PROVIDED TEXT
--------------------

How will this take shape?
Will there be new GPU warehouses in public or private preview? What will their use case be? I would probably bet against this: it’s much more of a Databricks play to provide the infrastructure for customers to build what they want, rather than the Snowflake way of providing a service.
Could there be LLMs available on Snowflake that you can use special GPU snowflake credits (or just regular ones) to use? Could you also fine tune LLMs on your company data to meet typical product and marketing use cases that Snowflake has always supported? How will this be implemented?
Will Snowflake compete with text-to-SQL companies, by providing the very best text-to-SQL experience for Snowflake?
I’ll check back in next week with my post conference write-up.

--------------------

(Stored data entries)

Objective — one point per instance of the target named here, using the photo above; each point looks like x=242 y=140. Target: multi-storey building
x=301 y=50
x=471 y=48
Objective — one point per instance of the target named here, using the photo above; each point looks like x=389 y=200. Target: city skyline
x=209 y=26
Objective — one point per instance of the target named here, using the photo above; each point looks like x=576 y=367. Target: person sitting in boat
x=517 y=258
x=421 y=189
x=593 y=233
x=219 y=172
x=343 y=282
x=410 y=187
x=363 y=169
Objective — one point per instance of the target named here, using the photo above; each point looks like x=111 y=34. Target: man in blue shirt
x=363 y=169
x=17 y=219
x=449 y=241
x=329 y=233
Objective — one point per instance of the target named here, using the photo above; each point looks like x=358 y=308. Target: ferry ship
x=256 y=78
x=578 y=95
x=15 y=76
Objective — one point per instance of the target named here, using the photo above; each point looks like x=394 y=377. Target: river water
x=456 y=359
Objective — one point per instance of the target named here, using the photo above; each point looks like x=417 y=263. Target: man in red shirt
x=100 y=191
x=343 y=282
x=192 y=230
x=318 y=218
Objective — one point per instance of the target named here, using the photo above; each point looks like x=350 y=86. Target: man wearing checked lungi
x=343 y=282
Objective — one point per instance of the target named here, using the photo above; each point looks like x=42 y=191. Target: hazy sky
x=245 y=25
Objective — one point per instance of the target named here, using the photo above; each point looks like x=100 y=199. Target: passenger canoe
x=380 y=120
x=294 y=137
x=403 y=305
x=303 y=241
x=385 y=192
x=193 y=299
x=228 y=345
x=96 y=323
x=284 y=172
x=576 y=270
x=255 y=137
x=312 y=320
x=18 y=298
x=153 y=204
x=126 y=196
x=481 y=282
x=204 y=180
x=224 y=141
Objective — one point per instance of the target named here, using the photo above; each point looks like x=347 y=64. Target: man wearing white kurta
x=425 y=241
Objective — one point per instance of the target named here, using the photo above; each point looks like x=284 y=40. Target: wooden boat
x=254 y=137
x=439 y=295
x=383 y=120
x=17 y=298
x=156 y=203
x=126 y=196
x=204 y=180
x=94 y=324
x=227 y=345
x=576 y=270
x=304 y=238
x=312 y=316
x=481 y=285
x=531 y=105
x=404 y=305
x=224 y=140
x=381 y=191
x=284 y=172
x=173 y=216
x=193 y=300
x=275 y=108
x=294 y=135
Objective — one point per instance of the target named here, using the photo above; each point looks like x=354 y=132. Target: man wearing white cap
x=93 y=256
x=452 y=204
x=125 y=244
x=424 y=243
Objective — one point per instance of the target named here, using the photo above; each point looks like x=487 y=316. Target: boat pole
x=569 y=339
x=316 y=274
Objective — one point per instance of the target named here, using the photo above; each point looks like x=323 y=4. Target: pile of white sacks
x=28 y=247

--------------------

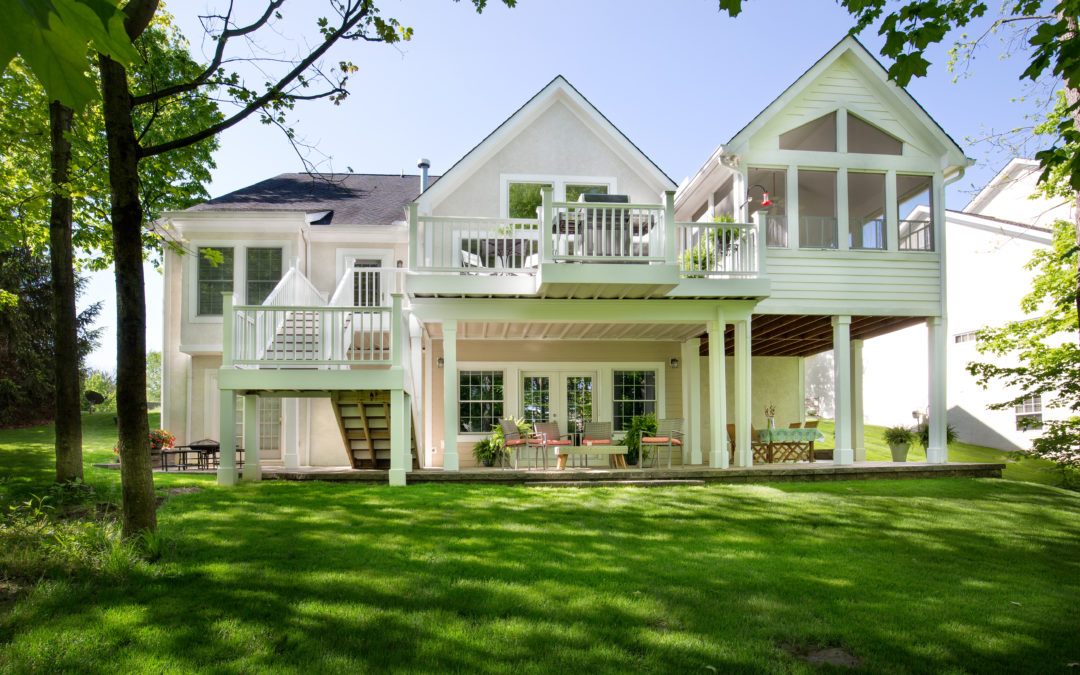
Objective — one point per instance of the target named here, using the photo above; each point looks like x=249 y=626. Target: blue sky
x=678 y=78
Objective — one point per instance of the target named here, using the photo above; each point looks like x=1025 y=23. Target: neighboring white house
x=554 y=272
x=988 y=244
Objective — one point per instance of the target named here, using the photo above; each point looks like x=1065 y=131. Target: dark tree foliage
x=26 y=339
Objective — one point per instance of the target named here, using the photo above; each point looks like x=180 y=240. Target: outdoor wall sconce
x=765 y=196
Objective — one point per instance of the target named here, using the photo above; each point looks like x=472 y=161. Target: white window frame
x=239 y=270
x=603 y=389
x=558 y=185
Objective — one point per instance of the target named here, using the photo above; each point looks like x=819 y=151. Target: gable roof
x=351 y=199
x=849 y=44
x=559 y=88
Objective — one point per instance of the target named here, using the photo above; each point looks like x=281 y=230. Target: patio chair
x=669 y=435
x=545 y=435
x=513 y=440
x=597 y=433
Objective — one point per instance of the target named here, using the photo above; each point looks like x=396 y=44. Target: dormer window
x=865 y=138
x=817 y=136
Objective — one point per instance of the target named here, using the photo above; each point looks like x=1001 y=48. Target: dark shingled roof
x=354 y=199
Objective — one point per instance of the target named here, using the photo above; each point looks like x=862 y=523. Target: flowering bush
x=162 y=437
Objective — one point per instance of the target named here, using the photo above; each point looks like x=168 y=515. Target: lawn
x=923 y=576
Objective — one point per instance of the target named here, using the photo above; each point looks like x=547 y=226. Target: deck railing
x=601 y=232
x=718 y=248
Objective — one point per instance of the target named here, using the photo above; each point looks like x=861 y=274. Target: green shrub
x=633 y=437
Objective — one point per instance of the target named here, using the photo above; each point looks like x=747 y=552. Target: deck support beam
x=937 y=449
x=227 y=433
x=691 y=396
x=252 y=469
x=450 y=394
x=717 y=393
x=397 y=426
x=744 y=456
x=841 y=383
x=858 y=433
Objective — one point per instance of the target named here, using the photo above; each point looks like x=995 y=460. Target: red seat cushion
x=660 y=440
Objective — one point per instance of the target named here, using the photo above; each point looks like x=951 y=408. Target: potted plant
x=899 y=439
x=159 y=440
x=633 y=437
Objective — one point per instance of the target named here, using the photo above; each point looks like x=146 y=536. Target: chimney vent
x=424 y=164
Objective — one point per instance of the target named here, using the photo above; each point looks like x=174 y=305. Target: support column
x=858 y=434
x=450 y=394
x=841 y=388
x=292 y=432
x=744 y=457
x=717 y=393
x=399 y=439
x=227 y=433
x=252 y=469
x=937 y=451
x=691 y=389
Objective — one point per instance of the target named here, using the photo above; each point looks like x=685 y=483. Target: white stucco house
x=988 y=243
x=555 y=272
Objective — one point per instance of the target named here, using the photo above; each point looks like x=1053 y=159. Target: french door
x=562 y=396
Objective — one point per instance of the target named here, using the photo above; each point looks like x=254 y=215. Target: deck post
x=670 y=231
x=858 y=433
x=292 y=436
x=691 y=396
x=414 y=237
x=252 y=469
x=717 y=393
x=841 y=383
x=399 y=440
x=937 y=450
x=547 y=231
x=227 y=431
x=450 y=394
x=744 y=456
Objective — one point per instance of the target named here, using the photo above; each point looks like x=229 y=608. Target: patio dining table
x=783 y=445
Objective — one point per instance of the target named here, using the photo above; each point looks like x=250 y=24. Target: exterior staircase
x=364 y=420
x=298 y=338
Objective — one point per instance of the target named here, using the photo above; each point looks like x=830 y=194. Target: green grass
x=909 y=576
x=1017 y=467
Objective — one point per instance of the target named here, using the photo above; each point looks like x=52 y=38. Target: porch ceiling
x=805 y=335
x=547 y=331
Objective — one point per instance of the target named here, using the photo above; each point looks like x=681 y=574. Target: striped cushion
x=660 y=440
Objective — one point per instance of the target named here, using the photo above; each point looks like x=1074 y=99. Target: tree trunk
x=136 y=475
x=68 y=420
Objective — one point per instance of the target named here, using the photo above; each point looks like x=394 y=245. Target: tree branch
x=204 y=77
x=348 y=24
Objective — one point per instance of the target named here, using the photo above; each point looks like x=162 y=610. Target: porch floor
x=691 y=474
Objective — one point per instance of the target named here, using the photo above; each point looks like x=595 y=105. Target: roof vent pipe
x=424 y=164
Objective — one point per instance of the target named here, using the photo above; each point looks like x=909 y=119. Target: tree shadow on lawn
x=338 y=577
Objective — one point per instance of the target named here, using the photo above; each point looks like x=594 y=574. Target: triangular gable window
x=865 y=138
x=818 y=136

--------------------

USING THE INFORMATION
A: Reproduce part of the Snowflake text word for word. Begin at the words "How will this take" and stop after the words "this be implemented?".
B: In the Snowflake text, which company's approach does the writer describe as providing the infrastructure for customers to build what they want?

LIST OF ANSWERS
A:
How will this take shape?
Will there be new GPU warehouses in public or private preview? What will their use case be? I would probably bet against this: it’s much more of a Databricks play to provide the infrastructure for customers to build what they want, rather than the Snowflake way of providing a service.
Could there be LLMs available on Snowflake that you can use special GPU snowflake credits (or just regular ones) to use? Could you also fine tune LLMs on your company data to meet typical product and marketing use cases that Snowflake has always supported? How will this be implemented?

B: Databricks.